| LISTED RECORDS |

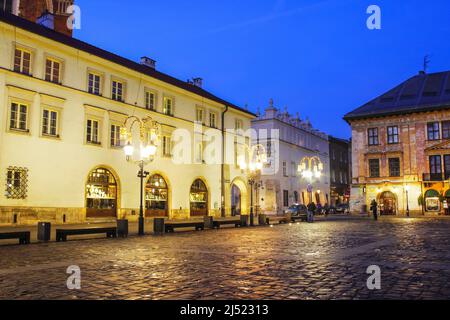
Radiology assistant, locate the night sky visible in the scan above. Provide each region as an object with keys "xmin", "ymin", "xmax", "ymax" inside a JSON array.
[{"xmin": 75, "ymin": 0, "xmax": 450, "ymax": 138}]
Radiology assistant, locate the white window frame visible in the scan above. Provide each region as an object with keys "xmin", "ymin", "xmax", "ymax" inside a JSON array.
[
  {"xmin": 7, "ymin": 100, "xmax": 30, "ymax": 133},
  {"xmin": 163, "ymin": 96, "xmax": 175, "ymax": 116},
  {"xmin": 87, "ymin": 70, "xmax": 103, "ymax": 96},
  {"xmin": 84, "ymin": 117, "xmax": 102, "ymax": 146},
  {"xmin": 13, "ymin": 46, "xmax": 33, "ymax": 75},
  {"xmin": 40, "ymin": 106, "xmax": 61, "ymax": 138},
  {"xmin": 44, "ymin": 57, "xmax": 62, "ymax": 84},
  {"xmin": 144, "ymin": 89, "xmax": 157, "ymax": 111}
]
* * *
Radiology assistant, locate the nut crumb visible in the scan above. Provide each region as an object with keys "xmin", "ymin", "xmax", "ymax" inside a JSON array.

| WHAT TO PRODUCE |
Pull out each line of the material above that contains the word "scan", and list those lines in their original order.

| FINISHED TASK |
Radiology assistant, locate the night sky visible in the scan above. Provide each region as an object with keys "xmin", "ymin", "xmax", "ymax" inside a JSON array.
Radiology assistant, locate the white window frame visible in the scan above. Provide each region as an object with keys "xmin", "ymin", "xmax", "ymax" inside a JSON array.
Radiology assistant, locate the nut crumb visible in the scan above. Provide each region as an object with keys "xmin", "ymin", "xmax", "ymax" inside a JSON array.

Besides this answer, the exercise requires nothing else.